[DOCUMENT]
+++

Single by Ainslie Henderson
- Released: 24 February 2003
- Recorded: 2003
- Genre: Pop
- Length: 3:35
- Label: Mercury Records
- Songwriter(s): Ainslie Henderson; Malachi Cush; Sinéad Quinn;

Ainslie Henderson singles chronology
|  | "Keep Me a Secret" (2003) | "Coming Up for Air" (2006) |

= Keep Me a Secret =

"Keep Me a Secret" is the debut single by Scottish singer-songwriter Ainslie Henderson, who rose to fame on the first series of Fame Academy. The single was released on 24 February 2003 and charted at number 5 in the UK.

==Background and production==
Henderson wrote "Keep Me a Secret" with his Fame Academy co-stars Malachi Cush and Sinéad Quinn, the latter who had finished in second place on the show behind David Sneddon, with Henderson placing fourth behind Lemar. Sneddon topped the chart with his debut single "Stop Living the Lie", while Quinn also placed high with her number two peaking entry "I Can't Break Down" in February 2003.

+++

[DATA EXTRACT]
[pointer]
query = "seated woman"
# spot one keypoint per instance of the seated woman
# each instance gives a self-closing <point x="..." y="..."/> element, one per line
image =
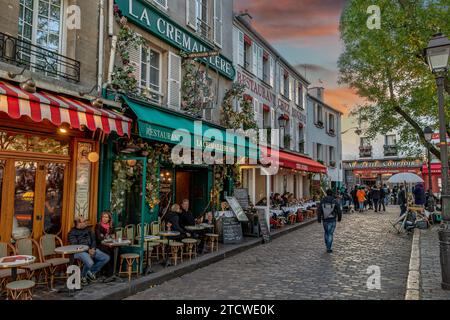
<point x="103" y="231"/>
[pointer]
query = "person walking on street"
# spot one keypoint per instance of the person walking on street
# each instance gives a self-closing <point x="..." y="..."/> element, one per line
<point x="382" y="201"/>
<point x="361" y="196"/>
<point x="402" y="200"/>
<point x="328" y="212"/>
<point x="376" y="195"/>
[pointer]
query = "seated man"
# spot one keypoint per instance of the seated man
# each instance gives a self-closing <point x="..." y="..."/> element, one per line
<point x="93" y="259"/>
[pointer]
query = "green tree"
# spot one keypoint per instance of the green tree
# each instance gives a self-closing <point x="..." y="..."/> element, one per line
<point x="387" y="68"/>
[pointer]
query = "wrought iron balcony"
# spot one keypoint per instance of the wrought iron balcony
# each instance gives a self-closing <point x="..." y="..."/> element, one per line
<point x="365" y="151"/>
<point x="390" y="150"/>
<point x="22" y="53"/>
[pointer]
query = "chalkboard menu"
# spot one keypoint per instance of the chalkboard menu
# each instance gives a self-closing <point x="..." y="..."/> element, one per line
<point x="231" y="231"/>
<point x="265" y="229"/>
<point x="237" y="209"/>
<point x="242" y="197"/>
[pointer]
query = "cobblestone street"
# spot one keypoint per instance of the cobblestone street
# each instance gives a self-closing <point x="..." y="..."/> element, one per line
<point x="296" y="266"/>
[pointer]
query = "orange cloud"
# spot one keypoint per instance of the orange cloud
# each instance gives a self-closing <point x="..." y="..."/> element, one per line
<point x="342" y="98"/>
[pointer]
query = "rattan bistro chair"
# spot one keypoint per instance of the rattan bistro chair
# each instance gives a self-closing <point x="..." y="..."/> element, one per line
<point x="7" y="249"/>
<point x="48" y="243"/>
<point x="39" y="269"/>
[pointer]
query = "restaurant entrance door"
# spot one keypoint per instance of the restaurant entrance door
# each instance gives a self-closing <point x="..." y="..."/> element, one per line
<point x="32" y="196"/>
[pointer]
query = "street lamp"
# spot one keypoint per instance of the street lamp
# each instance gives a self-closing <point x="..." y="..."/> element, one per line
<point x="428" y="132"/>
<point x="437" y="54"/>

+++

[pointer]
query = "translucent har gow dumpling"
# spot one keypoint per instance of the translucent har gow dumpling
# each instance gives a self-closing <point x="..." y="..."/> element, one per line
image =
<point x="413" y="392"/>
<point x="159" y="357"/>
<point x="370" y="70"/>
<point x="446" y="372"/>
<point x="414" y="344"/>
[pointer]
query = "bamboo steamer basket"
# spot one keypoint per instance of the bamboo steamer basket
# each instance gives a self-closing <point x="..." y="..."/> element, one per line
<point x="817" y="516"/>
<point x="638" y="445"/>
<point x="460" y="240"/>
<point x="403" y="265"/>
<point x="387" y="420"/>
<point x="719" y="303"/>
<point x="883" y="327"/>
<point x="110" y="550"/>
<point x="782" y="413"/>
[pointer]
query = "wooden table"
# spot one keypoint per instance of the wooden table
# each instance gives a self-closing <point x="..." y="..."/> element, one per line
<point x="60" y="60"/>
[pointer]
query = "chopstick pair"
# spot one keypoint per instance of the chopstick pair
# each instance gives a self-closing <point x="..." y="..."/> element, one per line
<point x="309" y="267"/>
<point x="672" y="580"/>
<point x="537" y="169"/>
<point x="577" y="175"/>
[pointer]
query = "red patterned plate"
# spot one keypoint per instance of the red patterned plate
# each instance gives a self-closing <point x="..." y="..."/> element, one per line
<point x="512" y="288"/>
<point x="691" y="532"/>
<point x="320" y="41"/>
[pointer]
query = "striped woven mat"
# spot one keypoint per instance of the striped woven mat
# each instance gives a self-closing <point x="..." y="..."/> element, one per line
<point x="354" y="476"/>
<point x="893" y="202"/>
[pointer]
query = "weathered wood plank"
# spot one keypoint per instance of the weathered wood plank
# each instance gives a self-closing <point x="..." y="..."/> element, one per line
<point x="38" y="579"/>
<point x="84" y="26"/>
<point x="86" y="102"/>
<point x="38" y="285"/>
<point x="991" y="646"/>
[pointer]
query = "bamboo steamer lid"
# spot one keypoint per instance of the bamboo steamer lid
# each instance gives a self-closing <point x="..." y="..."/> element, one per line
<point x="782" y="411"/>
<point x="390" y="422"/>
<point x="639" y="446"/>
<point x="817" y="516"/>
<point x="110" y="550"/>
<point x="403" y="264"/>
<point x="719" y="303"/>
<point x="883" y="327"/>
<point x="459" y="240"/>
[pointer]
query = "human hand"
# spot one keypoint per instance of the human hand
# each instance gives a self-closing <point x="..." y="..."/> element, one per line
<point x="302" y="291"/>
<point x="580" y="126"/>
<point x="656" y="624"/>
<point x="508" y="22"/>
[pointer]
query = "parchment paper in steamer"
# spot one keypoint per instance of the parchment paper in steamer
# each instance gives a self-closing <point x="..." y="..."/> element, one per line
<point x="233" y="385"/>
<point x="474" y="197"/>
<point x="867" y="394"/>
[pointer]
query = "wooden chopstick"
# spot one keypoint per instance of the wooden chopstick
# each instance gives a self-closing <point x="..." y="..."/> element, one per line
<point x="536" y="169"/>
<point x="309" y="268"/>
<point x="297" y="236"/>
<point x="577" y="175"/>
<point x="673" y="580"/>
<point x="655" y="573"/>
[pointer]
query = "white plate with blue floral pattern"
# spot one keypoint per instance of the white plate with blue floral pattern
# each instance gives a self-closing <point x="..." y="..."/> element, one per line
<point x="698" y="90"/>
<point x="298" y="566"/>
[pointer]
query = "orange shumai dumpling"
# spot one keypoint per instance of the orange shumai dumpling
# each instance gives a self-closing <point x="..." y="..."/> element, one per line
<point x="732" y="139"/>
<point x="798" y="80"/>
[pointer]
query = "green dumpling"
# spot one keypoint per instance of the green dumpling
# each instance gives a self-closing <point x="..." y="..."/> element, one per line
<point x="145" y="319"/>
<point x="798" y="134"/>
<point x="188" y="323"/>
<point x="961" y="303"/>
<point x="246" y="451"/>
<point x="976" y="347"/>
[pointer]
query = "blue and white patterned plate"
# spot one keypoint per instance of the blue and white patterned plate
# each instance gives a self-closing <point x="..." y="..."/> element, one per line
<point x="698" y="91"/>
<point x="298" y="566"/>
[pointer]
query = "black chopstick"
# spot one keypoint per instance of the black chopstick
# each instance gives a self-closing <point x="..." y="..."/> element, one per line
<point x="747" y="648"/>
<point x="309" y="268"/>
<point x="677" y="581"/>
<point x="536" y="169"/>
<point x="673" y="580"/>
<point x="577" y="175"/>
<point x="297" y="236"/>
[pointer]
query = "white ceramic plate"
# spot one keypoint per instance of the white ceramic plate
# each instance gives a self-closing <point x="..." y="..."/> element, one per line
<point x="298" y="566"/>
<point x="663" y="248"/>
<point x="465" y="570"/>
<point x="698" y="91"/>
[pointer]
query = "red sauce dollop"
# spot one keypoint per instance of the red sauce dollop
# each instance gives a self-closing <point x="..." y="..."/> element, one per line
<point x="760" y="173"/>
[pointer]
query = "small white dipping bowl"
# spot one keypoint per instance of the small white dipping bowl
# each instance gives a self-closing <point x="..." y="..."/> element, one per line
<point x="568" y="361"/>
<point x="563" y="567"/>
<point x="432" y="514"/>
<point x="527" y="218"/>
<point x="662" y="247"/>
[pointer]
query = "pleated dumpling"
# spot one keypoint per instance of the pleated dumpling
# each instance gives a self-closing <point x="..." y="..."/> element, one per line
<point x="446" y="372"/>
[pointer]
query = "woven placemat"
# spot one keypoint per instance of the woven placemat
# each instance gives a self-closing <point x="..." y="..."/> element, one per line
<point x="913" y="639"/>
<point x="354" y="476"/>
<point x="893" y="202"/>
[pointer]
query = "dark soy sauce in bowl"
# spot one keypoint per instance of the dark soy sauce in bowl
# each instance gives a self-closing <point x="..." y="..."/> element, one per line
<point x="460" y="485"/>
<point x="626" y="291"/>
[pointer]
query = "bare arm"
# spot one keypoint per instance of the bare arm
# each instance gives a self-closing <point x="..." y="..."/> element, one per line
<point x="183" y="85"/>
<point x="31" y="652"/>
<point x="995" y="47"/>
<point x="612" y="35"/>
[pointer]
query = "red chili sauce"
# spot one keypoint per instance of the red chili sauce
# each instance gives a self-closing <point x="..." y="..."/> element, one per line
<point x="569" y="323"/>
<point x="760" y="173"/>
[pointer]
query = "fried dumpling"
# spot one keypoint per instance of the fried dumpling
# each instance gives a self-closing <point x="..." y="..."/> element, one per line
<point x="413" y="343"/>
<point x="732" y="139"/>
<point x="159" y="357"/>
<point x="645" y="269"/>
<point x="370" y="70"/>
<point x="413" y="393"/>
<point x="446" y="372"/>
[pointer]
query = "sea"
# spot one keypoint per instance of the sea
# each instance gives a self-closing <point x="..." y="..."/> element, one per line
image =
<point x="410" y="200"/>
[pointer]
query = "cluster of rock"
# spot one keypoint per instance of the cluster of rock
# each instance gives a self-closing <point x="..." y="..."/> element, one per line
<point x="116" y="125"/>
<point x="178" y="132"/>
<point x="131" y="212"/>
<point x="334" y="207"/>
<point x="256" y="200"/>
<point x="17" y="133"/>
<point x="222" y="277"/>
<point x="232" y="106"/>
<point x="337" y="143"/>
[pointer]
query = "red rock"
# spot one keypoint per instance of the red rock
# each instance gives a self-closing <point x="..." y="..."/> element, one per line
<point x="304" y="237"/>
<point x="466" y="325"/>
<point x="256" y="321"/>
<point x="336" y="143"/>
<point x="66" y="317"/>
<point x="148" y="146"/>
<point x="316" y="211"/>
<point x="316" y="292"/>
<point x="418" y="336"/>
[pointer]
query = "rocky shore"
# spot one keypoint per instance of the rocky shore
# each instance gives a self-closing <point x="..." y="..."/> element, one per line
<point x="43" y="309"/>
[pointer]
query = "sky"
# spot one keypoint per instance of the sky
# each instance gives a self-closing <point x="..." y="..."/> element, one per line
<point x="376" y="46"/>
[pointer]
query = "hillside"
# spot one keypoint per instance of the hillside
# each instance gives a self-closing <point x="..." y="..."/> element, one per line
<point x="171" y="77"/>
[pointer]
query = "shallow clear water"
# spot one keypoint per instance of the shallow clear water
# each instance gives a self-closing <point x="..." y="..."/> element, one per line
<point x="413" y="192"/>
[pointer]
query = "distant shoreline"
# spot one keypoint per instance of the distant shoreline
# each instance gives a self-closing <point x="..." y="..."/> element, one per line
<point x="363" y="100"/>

+++

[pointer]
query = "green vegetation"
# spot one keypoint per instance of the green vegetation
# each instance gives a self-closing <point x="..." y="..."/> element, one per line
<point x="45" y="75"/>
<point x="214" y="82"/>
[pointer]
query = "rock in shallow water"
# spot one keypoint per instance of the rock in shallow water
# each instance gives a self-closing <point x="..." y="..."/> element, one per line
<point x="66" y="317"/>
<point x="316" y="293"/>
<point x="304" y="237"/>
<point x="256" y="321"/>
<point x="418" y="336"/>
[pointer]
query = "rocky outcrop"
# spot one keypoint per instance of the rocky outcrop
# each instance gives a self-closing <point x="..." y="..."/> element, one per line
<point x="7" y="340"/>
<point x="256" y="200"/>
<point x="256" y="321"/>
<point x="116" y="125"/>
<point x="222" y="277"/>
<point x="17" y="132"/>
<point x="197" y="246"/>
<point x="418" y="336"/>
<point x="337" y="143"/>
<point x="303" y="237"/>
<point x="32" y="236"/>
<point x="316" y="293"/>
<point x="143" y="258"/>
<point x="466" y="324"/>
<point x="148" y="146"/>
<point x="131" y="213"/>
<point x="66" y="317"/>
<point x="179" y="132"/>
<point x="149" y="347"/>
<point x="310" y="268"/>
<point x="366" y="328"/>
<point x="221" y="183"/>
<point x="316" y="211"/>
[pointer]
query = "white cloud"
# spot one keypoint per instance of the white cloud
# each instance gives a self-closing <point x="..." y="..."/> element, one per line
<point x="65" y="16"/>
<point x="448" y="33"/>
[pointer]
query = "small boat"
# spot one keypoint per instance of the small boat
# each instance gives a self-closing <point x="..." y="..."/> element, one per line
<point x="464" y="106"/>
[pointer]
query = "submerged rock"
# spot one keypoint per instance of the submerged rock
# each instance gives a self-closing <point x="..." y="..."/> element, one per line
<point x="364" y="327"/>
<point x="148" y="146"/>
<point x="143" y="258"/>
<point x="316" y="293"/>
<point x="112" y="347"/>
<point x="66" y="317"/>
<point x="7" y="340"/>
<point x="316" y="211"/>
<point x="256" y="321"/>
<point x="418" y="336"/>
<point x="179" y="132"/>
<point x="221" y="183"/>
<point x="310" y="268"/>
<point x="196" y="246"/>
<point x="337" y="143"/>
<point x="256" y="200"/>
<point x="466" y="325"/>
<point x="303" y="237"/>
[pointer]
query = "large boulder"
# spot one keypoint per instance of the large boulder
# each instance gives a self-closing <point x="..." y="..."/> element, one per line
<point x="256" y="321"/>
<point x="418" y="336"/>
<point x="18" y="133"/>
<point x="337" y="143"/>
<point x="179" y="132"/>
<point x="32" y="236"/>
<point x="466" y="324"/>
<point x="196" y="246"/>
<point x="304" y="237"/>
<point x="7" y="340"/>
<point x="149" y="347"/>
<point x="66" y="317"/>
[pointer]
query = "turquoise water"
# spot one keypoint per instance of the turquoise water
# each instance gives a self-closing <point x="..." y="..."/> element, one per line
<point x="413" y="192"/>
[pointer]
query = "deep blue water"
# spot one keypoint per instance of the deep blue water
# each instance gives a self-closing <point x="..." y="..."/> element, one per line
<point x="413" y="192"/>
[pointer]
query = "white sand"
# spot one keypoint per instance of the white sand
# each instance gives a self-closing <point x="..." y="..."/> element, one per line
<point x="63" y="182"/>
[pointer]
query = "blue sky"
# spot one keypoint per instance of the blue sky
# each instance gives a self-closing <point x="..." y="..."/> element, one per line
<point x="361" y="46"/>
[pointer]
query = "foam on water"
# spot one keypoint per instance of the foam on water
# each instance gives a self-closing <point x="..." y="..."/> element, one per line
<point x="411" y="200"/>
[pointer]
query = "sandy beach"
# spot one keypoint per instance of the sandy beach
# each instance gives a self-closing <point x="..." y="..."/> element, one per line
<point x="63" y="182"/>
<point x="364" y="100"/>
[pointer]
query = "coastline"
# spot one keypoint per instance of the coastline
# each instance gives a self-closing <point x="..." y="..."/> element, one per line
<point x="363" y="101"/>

+++

For each statement, say whether it agrees with the text about "Keep Me a Secret." Answer yes or no, and quote the words from the text that decide it. (a) The single reached number 5 in the UK. (b) Sinéad Quinn placed fourth on Fame Academy. (c) The single came out on Mercury Records.

(a) Yes: "charted at number 5 in the UK"
(b) No: "the latter who had finished in second place on the show behind David Sneddon"
(c) Yes: "Label: Mercury Records"